▸ Requests:
a) Translate this sentence from the news report on the UN campaign launch into Spanish: "The goal is to make Americans care more about foreign policy, by jazzing it up with de Mello's story."
b) Pick up the news report on the UN campaign launch after its last sentence and keep it going.

▸ Document section:
Sunday, May 18, 2008

Chasing the Flame with Cheese Cubes, US Progressives at UN Launch Campaign Funded by eBay

Byline: Matthew Russell Lee of Inner City Press at UN
www.innercitypress.com/un1fondue051308.html

UNITED NATIONS, May 13 -- Under a red light and with a broken microphone, the founders of eBay and the celebrated biographer of Sergio de Mello launched a campaign Tuesday night in the UN's Delegates' Dining Room. Samantha Power, with the requisite jokes about her falling-out with Barak Obama's campaign, announced the Freedom from Fear Social Action Campaign, to which eBay's founders Pierre and Pam Omidyar are contributing $350,000 as a matching grant. Those who are expected to match it were invited to an event about Power's book about de Mello, "Chasing the Flame."

The goal is to make Americans care more about foreign policy, by jazzing it up with de Mello's story. The campaign's first steps, or "products" as Power called them, are an HBO documentary and a feature film based off the book. Power spoke of synergy between Borders bookstores and the AMC movie theater chain: after a screening, a foreign policy professor could be in the bookstore to talk about it. Perhaps there'll be an affiliated line of coffees, one wag mused as the sunset reflected off the mirrored buildings on Long Island City.

Beyond the joke about Power being exiled from the Obama campaign for overly energetic criticism of Hillary Clinton as "a monster," Obama's name came up repeatedly. The audience was told they must be chomping at the bit, and not only the cheese cubes, to get to a television and watch the night's West Virginia primary results. Power described de Mello, or at least one of his phrases, as "Obama-esque."

▸ Given material:
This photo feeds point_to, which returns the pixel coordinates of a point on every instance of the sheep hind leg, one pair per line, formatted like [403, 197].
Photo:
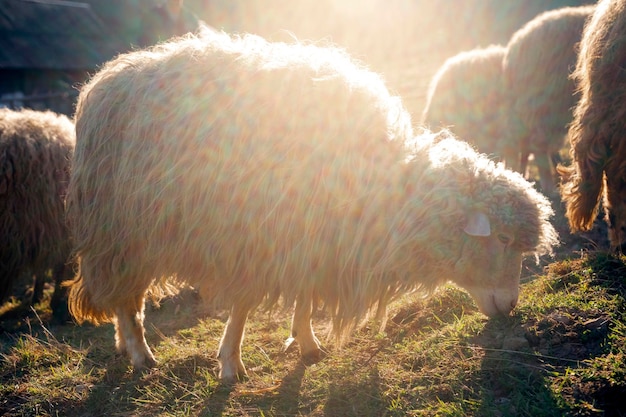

▸ Task-by-task outputs:
a) El objetivo es lograr que a los estadounidenses les importe más la política exterior, haciéndola más atractiva con la historia de De Mello.

b)
Not mentioned was Obama's letter to U.S. Ambassador Zalmay Khalilzad earlier this year, demanding that the U.S. not support any statement about the blockage of Gaza until the statement also condemned Hamas. Power mused about the responsibility to protect, mentioning "Burma, Darfur and Iran" and speaking of bringing "law to lawless places." She said that "if China is to change" and be "brought in," it will happen "in capitals."

It was a decidedly less diverse audience than one usually finds at events in the UN Delegates' Dining Room. To a sociologist's eye, these were affluent Americans, loyal supporters of all things UN without really following any of it too closely. The on-again off-again microphone was joked about -- "this is not a metaphor for the UN," Power said. But perhaps all of it is, a metaphor...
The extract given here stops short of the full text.